[[ RECORDS TO PROCESS, beginning ]]

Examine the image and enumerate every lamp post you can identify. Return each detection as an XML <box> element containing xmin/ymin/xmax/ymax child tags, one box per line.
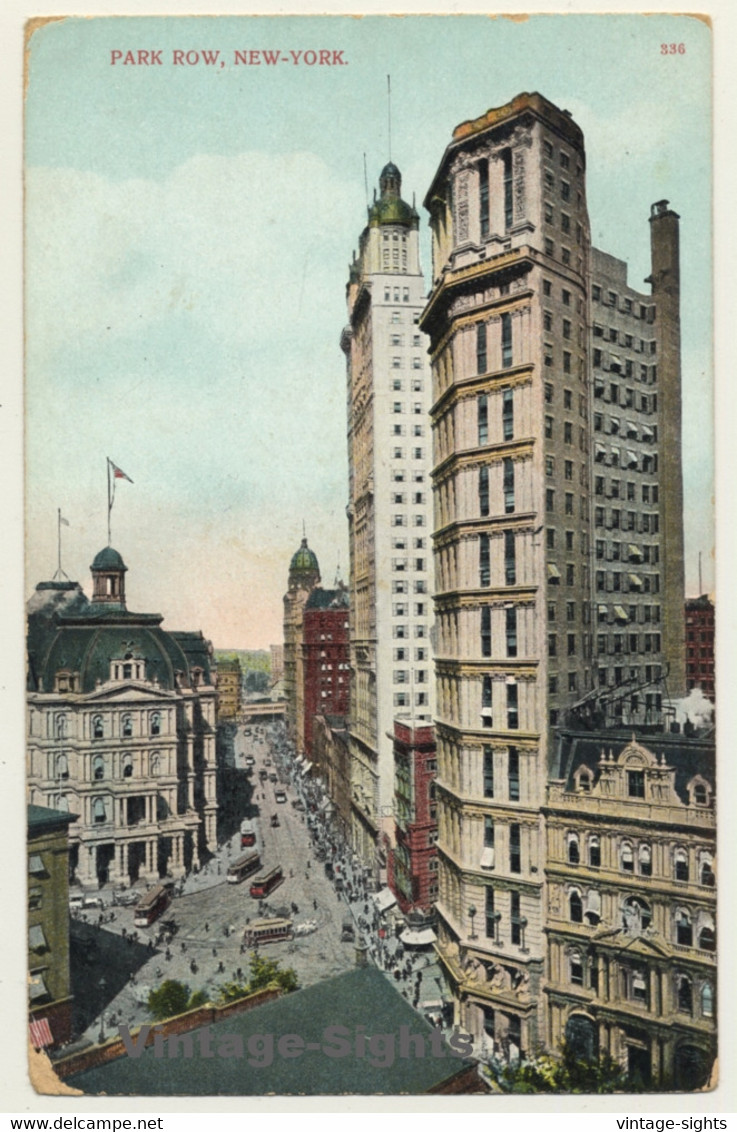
<box><xmin>519</xmin><ymin>916</ymin><xmax>528</xmax><ymax>953</ymax></box>
<box><xmin>468</xmin><ymin>905</ymin><xmax>477</xmax><ymax>940</ymax></box>
<box><xmin>491</xmin><ymin>910</ymin><xmax>502</xmax><ymax>943</ymax></box>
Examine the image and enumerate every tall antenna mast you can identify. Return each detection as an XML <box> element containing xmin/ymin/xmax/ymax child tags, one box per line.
<box><xmin>698</xmin><ymin>550</ymin><xmax>703</xmax><ymax>596</ymax></box>
<box><xmin>387</xmin><ymin>74</ymin><xmax>392</xmax><ymax>161</ymax></box>
<box><xmin>363</xmin><ymin>152</ymin><xmax>369</xmax><ymax>211</ymax></box>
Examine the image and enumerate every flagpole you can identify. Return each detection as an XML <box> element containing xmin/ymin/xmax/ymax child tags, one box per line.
<box><xmin>107</xmin><ymin>458</ymin><xmax>112</xmax><ymax>546</ymax></box>
<box><xmin>57</xmin><ymin>508</ymin><xmax>62</xmax><ymax>576</ymax></box>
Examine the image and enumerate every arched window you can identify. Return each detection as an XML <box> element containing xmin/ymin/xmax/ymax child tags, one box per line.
<box><xmin>585</xmin><ymin>889</ymin><xmax>601</xmax><ymax>926</ymax></box>
<box><xmin>638</xmin><ymin>843</ymin><xmax>652</xmax><ymax>877</ymax></box>
<box><xmin>701</xmin><ymin>983</ymin><xmax>714</xmax><ymax>1018</ymax></box>
<box><xmin>622</xmin><ymin>896</ymin><xmax>652</xmax><ymax>934</ymax></box>
<box><xmin>569</xmin><ymin>950</ymin><xmax>584</xmax><ymax>985</ymax></box>
<box><xmin>92</xmin><ymin>755</ymin><xmax>104</xmax><ymax>781</ymax></box>
<box><xmin>569</xmin><ymin>889</ymin><xmax>583</xmax><ymax>923</ymax></box>
<box><xmin>92</xmin><ymin>798</ymin><xmax>107</xmax><ymax>824</ymax></box>
<box><xmin>567</xmin><ymin>832</ymin><xmax>580</xmax><ymax>865</ymax></box>
<box><xmin>698</xmin><ymin>914</ymin><xmax>716</xmax><ymax>952</ymax></box>
<box><xmin>677</xmin><ymin>974</ymin><xmax>693</xmax><ymax>1014</ymax></box>
<box><xmin>55</xmin><ymin>715</ymin><xmax>67</xmax><ymax>739</ymax></box>
<box><xmin>700</xmin><ymin>857</ymin><xmax>715</xmax><ymax>887</ymax></box>
<box><xmin>122</xmin><ymin>715</ymin><xmax>133</xmax><ymax>738</ymax></box>
<box><xmin>150</xmin><ymin>754</ymin><xmax>161</xmax><ymax>777</ymax></box>
<box><xmin>55</xmin><ymin>753</ymin><xmax>69</xmax><ymax>780</ymax></box>
<box><xmin>150</xmin><ymin>712</ymin><xmax>161</xmax><ymax>737</ymax></box>
<box><xmin>92</xmin><ymin>715</ymin><xmax>104</xmax><ymax>740</ymax></box>
<box><xmin>693</xmin><ymin>782</ymin><xmax>708</xmax><ymax>806</ymax></box>
<box><xmin>674</xmin><ymin>848</ymin><xmax>689</xmax><ymax>882</ymax></box>
<box><xmin>578</xmin><ymin>772</ymin><xmax>592</xmax><ymax>793</ymax></box>
<box><xmin>620</xmin><ymin>842</ymin><xmax>634</xmax><ymax>873</ymax></box>
<box><xmin>122</xmin><ymin>755</ymin><xmax>133</xmax><ymax>779</ymax></box>
<box><xmin>588</xmin><ymin>835</ymin><xmax>601</xmax><ymax>868</ymax></box>
<box><xmin>676</xmin><ymin>908</ymin><xmax>693</xmax><ymax>947</ymax></box>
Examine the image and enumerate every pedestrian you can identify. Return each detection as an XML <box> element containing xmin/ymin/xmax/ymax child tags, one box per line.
<box><xmin>313</xmin><ymin>899</ymin><xmax>317</xmax><ymax>911</ymax></box>
<box><xmin>205</xmin><ymin>922</ymin><xmax>209</xmax><ymax>932</ymax></box>
<box><xmin>217</xmin><ymin>961</ymin><xmax>224</xmax><ymax>974</ymax></box>
<box><xmin>212</xmin><ymin>947</ymin><xmax>217</xmax><ymax>957</ymax></box>
<box><xmin>165</xmin><ymin>949</ymin><xmax>171</xmax><ymax>961</ymax></box>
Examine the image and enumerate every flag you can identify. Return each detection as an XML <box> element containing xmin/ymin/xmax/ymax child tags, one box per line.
<box><xmin>109</xmin><ymin>460</ymin><xmax>133</xmax><ymax>484</ymax></box>
<box><xmin>59</xmin><ymin>515</ymin><xmax>69</xmax><ymax>527</ymax></box>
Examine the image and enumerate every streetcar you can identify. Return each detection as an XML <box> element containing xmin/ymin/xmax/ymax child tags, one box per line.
<box><xmin>240</xmin><ymin>819</ymin><xmax>256</xmax><ymax>848</ymax></box>
<box><xmin>242</xmin><ymin>917</ymin><xmax>293</xmax><ymax>947</ymax></box>
<box><xmin>249</xmin><ymin>865</ymin><xmax>284</xmax><ymax>898</ymax></box>
<box><xmin>133</xmin><ymin>884</ymin><xmax>171</xmax><ymax>927</ymax></box>
<box><xmin>226</xmin><ymin>850</ymin><xmax>262</xmax><ymax>885</ymax></box>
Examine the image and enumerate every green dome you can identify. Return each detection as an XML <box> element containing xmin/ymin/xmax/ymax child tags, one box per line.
<box><xmin>290</xmin><ymin>538</ymin><xmax>320</xmax><ymax>576</ymax></box>
<box><xmin>91</xmin><ymin>546</ymin><xmax>127</xmax><ymax>572</ymax></box>
<box><xmin>369</xmin><ymin>195</ymin><xmax>417</xmax><ymax>227</ymax></box>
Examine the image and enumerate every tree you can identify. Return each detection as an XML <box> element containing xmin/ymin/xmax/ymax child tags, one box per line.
<box><xmin>147</xmin><ymin>980</ymin><xmax>208</xmax><ymax>1021</ymax></box>
<box><xmin>217</xmin><ymin>951</ymin><xmax>298</xmax><ymax>1004</ymax></box>
<box><xmin>489</xmin><ymin>1042</ymin><xmax>633</xmax><ymax>1095</ymax></box>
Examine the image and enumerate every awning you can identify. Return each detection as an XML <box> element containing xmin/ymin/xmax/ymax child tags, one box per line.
<box><xmin>400</xmin><ymin>927</ymin><xmax>437</xmax><ymax>947</ymax></box>
<box><xmin>594</xmin><ymin>443</ymin><xmax>606</xmax><ymax>460</ymax></box>
<box><xmin>28</xmin><ymin>925</ymin><xmax>47</xmax><ymax>951</ymax></box>
<box><xmin>480</xmin><ymin>847</ymin><xmax>495</xmax><ymax>869</ymax></box>
<box><xmin>609</xmin><ymin>417</ymin><xmax>620</xmax><ymax>433</ymax></box>
<box><xmin>626</xmin><ymin>450</ymin><xmax>638</xmax><ymax>467</ymax></box>
<box><xmin>626</xmin><ymin>421</ymin><xmax>638</xmax><ymax>438</ymax></box>
<box><xmin>642</xmin><ymin>426</ymin><xmax>655</xmax><ymax>441</ymax></box>
<box><xmin>28</xmin><ymin>855</ymin><xmax>45</xmax><ymax>876</ymax></box>
<box><xmin>294</xmin><ymin>756</ymin><xmax>305</xmax><ymax>767</ymax></box>
<box><xmin>628</xmin><ymin>544</ymin><xmax>643</xmax><ymax>559</ymax></box>
<box><xmin>597</xmin><ymin>604</ymin><xmax>609</xmax><ymax>616</ymax></box>
<box><xmin>300</xmin><ymin>761</ymin><xmax>313</xmax><ymax>776</ymax></box>
<box><xmin>29</xmin><ymin>1017</ymin><xmax>53</xmax><ymax>1049</ymax></box>
<box><xmin>614</xmin><ymin>605</ymin><xmax>629</xmax><ymax>622</ymax></box>
<box><xmin>628</xmin><ymin>574</ymin><xmax>643</xmax><ymax>588</ymax></box>
<box><xmin>29</xmin><ymin>973</ymin><xmax>49</xmax><ymax>1002</ymax></box>
<box><xmin>373</xmin><ymin>887</ymin><xmax>397</xmax><ymax>914</ymax></box>
<box><xmin>547</xmin><ymin>564</ymin><xmax>561</xmax><ymax>579</ymax></box>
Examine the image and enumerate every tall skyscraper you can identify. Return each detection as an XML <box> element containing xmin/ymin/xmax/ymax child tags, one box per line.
<box><xmin>283</xmin><ymin>536</ymin><xmax>321</xmax><ymax>755</ymax></box>
<box><xmin>342</xmin><ymin>162</ymin><xmax>435</xmax><ymax>875</ymax></box>
<box><xmin>420</xmin><ymin>92</ymin><xmax>685</xmax><ymax>1054</ymax></box>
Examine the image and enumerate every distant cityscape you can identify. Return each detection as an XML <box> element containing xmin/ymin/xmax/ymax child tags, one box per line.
<box><xmin>27</xmin><ymin>92</ymin><xmax>715</xmax><ymax>1095</ymax></box>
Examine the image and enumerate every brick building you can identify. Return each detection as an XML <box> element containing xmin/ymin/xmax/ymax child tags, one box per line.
<box><xmin>685</xmin><ymin>595</ymin><xmax>715</xmax><ymax>701</ymax></box>
<box><xmin>388</xmin><ymin>722</ymin><xmax>438</xmax><ymax>913</ymax></box>
<box><xmin>302</xmin><ymin>586</ymin><xmax>350</xmax><ymax>759</ymax></box>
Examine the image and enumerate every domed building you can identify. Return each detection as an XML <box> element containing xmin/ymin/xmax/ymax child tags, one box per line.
<box><xmin>282</xmin><ymin>536</ymin><xmax>320</xmax><ymax>754</ymax></box>
<box><xmin>26</xmin><ymin>547</ymin><xmax>218</xmax><ymax>888</ymax></box>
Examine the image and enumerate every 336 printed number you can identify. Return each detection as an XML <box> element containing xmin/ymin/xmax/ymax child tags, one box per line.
<box><xmin>661</xmin><ymin>43</ymin><xmax>686</xmax><ymax>54</ymax></box>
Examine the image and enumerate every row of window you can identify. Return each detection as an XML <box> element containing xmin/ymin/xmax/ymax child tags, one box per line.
<box><xmin>566</xmin><ymin>890</ymin><xmax>716</xmax><ymax>952</ymax></box>
<box><xmin>594</xmin><ymin>378</ymin><xmax>658</xmax><ymax>413</ymax></box>
<box><xmin>565</xmin><ymin>950</ymin><xmax>712</xmax><ymax>1021</ymax></box>
<box><xmin>480</xmin><ymin>677</ymin><xmax>519</xmax><ymax>730</ymax></box>
<box><xmin>594</xmin><ymin>507</ymin><xmax>660</xmax><ymax>532</ymax></box>
<box><xmin>565</xmin><ymin>832</ymin><xmax>715</xmax><ymax>884</ymax></box>
<box><xmin>479</xmin><ymin>606</ymin><xmax>518</xmax><ymax>658</ymax></box>
<box><xmin>476</xmin><ymin>318</ymin><xmax>513</xmax><ymax>375</ymax></box>
<box><xmin>593</xmin><ymin>355</ymin><xmax>658</xmax><ymax>386</ymax></box>
<box><xmin>591</xmin><ymin>285</ymin><xmax>655</xmax><ymax>322</ymax></box>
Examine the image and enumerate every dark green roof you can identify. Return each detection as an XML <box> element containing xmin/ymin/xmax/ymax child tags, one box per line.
<box><xmin>67</xmin><ymin>966</ymin><xmax>475</xmax><ymax>1096</ymax></box>
<box><xmin>289</xmin><ymin>538</ymin><xmax>319</xmax><ymax>577</ymax></box>
<box><xmin>91</xmin><ymin>546</ymin><xmax>127</xmax><ymax>572</ymax></box>
<box><xmin>28</xmin><ymin>803</ymin><xmax>78</xmax><ymax>832</ymax></box>
<box><xmin>304</xmin><ymin>587</ymin><xmax>349</xmax><ymax>612</ymax></box>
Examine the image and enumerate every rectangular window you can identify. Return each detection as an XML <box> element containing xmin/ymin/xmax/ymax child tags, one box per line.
<box><xmin>483</xmin><ymin>746</ymin><xmax>494</xmax><ymax>798</ymax></box>
<box><xmin>501</xmin><ymin>312</ymin><xmax>513</xmax><ymax>368</ymax></box>
<box><xmin>505</xmin><ymin>530</ymin><xmax>516</xmax><ymax>585</ymax></box>
<box><xmin>507</xmin><ymin>683</ymin><xmax>519</xmax><ymax>729</ymax></box>
<box><xmin>476</xmin><ymin>322</ymin><xmax>487</xmax><ymax>374</ymax></box>
<box><xmin>485</xmin><ymin>886</ymin><xmax>496</xmax><ymax>938</ymax></box>
<box><xmin>503</xmin><ymin>148</ymin><xmax>513</xmax><ymax>229</ymax></box>
<box><xmin>481</xmin><ymin>606</ymin><xmax>492</xmax><ymax>657</ymax></box>
<box><xmin>506</xmin><ymin>606</ymin><xmax>517</xmax><ymax>658</ymax></box>
<box><xmin>509</xmin><ymin>823</ymin><xmax>521</xmax><ymax>872</ymax></box>
<box><xmin>477</xmin><ymin>393</ymin><xmax>488</xmax><ymax>446</ymax></box>
<box><xmin>503</xmin><ymin>458</ymin><xmax>515</xmax><ymax>513</ymax></box>
<box><xmin>479</xmin><ymin>466</ymin><xmax>490</xmax><ymax>516</ymax></box>
<box><xmin>508</xmin><ymin>747</ymin><xmax>520</xmax><ymax>801</ymax></box>
<box><xmin>484</xmin><ymin>815</ymin><xmax>495</xmax><ymax>848</ymax></box>
<box><xmin>628</xmin><ymin>770</ymin><xmax>645</xmax><ymax>798</ymax></box>
<box><xmin>479</xmin><ymin>533</ymin><xmax>491</xmax><ymax>587</ymax></box>
<box><xmin>510</xmin><ymin>891</ymin><xmax>521</xmax><ymax>945</ymax></box>
<box><xmin>482</xmin><ymin>675</ymin><xmax>493</xmax><ymax>728</ymax></box>
<box><xmin>479</xmin><ymin>160</ymin><xmax>490</xmax><ymax>238</ymax></box>
<box><xmin>502</xmin><ymin>389</ymin><xmax>514</xmax><ymax>440</ymax></box>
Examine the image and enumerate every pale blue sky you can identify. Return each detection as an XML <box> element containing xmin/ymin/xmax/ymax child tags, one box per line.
<box><xmin>25</xmin><ymin>13</ymin><xmax>713</xmax><ymax>647</ymax></box>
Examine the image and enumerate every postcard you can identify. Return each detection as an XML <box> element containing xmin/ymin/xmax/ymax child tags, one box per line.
<box><xmin>22</xmin><ymin>11</ymin><xmax>718</xmax><ymax>1103</ymax></box>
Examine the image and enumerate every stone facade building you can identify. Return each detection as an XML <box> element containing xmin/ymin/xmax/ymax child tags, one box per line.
<box><xmin>26</xmin><ymin>548</ymin><xmax>218</xmax><ymax>887</ymax></box>
<box><xmin>342</xmin><ymin>161</ymin><xmax>435</xmax><ymax>876</ymax></box>
<box><xmin>419</xmin><ymin>92</ymin><xmax>688</xmax><ymax>1056</ymax></box>
<box><xmin>282</xmin><ymin>537</ymin><xmax>320</xmax><ymax>755</ymax></box>
<box><xmin>215</xmin><ymin>657</ymin><xmax>242</xmax><ymax>722</ymax></box>
<box><xmin>545</xmin><ymin>731</ymin><xmax>716</xmax><ymax>1090</ymax></box>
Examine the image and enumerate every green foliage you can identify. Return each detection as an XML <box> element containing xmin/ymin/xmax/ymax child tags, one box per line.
<box><xmin>493</xmin><ymin>1042</ymin><xmax>632</xmax><ymax>1095</ymax></box>
<box><xmin>216</xmin><ymin>951</ymin><xmax>298</xmax><ymax>1004</ymax></box>
<box><xmin>147</xmin><ymin>980</ymin><xmax>191</xmax><ymax>1021</ymax></box>
<box><xmin>147</xmin><ymin>980</ymin><xmax>208</xmax><ymax>1021</ymax></box>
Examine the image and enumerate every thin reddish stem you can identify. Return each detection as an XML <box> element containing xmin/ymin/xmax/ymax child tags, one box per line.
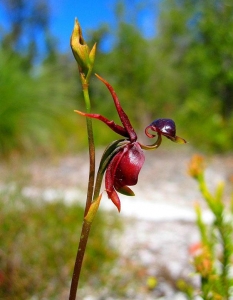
<box><xmin>69</xmin><ymin>220</ymin><xmax>91</xmax><ymax>300</ymax></box>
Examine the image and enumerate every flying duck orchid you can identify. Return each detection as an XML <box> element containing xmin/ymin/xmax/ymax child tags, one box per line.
<box><xmin>75</xmin><ymin>74</ymin><xmax>186</xmax><ymax>212</ymax></box>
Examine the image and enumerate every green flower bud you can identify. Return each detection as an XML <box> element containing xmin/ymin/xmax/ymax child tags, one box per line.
<box><xmin>70</xmin><ymin>18</ymin><xmax>96</xmax><ymax>77</ymax></box>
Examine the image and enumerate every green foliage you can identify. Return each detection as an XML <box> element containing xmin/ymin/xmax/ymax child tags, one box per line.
<box><xmin>0</xmin><ymin>185</ymin><xmax>121</xmax><ymax>299</ymax></box>
<box><xmin>155</xmin><ymin>0</ymin><xmax>233</xmax><ymax>152</ymax></box>
<box><xmin>181</xmin><ymin>155</ymin><xmax>233</xmax><ymax>299</ymax></box>
<box><xmin>0</xmin><ymin>47</ymin><xmax>85</xmax><ymax>157</ymax></box>
<box><xmin>0</xmin><ymin>0</ymin><xmax>89</xmax><ymax>157</ymax></box>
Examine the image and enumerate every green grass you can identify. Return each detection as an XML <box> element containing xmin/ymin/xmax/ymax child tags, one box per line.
<box><xmin>0</xmin><ymin>185</ymin><xmax>122</xmax><ymax>299</ymax></box>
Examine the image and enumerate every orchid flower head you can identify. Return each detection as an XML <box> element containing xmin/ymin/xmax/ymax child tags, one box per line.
<box><xmin>75</xmin><ymin>74</ymin><xmax>186</xmax><ymax>211</ymax></box>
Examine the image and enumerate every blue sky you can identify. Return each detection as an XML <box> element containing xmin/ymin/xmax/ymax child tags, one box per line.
<box><xmin>0</xmin><ymin>0</ymin><xmax>159</xmax><ymax>53</ymax></box>
<box><xmin>49</xmin><ymin>0</ymin><xmax>159</xmax><ymax>52</ymax></box>
<box><xmin>49</xmin><ymin>0</ymin><xmax>118</xmax><ymax>52</ymax></box>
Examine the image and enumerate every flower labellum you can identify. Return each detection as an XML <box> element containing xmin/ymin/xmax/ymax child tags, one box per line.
<box><xmin>145</xmin><ymin>118</ymin><xmax>186</xmax><ymax>144</ymax></box>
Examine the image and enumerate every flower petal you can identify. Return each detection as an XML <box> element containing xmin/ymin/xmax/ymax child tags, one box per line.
<box><xmin>95</xmin><ymin>74</ymin><xmax>137</xmax><ymax>142</ymax></box>
<box><xmin>74</xmin><ymin>110</ymin><xmax>129</xmax><ymax>137</ymax></box>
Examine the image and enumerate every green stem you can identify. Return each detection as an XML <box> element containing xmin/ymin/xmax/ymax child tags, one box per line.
<box><xmin>69</xmin><ymin>76</ymin><xmax>95</xmax><ymax>300</ymax></box>
<box><xmin>83</xmin><ymin>92</ymin><xmax>95</xmax><ymax>215</ymax></box>
<box><xmin>217</xmin><ymin>217</ymin><xmax>230</xmax><ymax>297</ymax></box>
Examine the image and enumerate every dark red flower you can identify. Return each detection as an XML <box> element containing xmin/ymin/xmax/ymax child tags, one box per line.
<box><xmin>105</xmin><ymin>142</ymin><xmax>145</xmax><ymax>211</ymax></box>
<box><xmin>75</xmin><ymin>74</ymin><xmax>186</xmax><ymax>211</ymax></box>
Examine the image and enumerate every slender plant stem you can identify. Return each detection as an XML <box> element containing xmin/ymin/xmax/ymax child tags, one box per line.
<box><xmin>82</xmin><ymin>84</ymin><xmax>95</xmax><ymax>216</ymax></box>
<box><xmin>69</xmin><ymin>220</ymin><xmax>91</xmax><ymax>300</ymax></box>
<box><xmin>84</xmin><ymin>118</ymin><xmax>95</xmax><ymax>214</ymax></box>
<box><xmin>68</xmin><ymin>170</ymin><xmax>104</xmax><ymax>300</ymax></box>
<box><xmin>69</xmin><ymin>78</ymin><xmax>96</xmax><ymax>300</ymax></box>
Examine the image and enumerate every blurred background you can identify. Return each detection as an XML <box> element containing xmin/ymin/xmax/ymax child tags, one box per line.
<box><xmin>1</xmin><ymin>0</ymin><xmax>233</xmax><ymax>157</ymax></box>
<box><xmin>1</xmin><ymin>0</ymin><xmax>233</xmax><ymax>299</ymax></box>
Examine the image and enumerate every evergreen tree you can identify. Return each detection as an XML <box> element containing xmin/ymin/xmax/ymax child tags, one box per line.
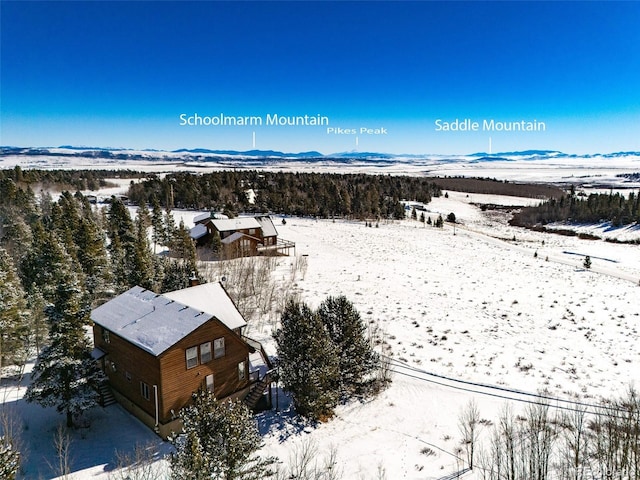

[[ RECORDS TO PROCESS, end ]]

BRIEF: Your answer must be the exact lines from the one containing "Examine the image and enumerate every blurred" through the last line of the records above, with both included and no pictures.

SOLUTION BELOW:
Examine the image and enumerate every blurred background you can identify. Return each detection as an XML <box> element containing xmin/ymin/xmax/ymax child tags, one box per line.
<box><xmin>1</xmin><ymin>0</ymin><xmax>233</xmax><ymax>157</ymax></box>
<box><xmin>1</xmin><ymin>0</ymin><xmax>233</xmax><ymax>299</ymax></box>
Examine the image and enumerate every evergreen tree you can identify. Return each detection as an XML <box> element containing xmin/ymin/xmax/ymax child tags, one box per line.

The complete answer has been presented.